-- START TASK INPUT --
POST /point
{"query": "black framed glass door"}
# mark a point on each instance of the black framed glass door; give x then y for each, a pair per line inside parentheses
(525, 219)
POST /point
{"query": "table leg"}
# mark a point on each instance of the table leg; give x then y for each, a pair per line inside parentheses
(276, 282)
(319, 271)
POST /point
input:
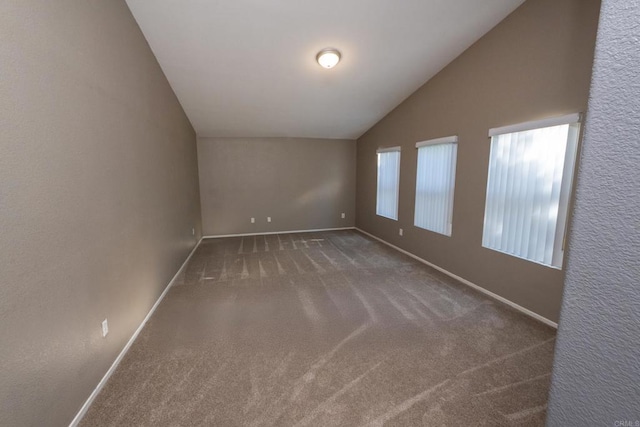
-- END TASK INPUT --
## [WHAT TO DO]
Rewrite all the entries above with "table leg" changed to "desk leg" and nothing else altered. Leave the pictures out.

## [TASK RESULT]
POST /point
{"query": "black framed glass door"}
# mark a point on each instance of the black framed glass door; give x then y for each, a pair per line inside parentheses
(525, 219)
POST /point
{"query": "desk leg"}
# mark a point on each instance of the desk leg; give x then y for each, a pair per line inside parentheses
(276, 282)
(319, 271)
POST /point
input:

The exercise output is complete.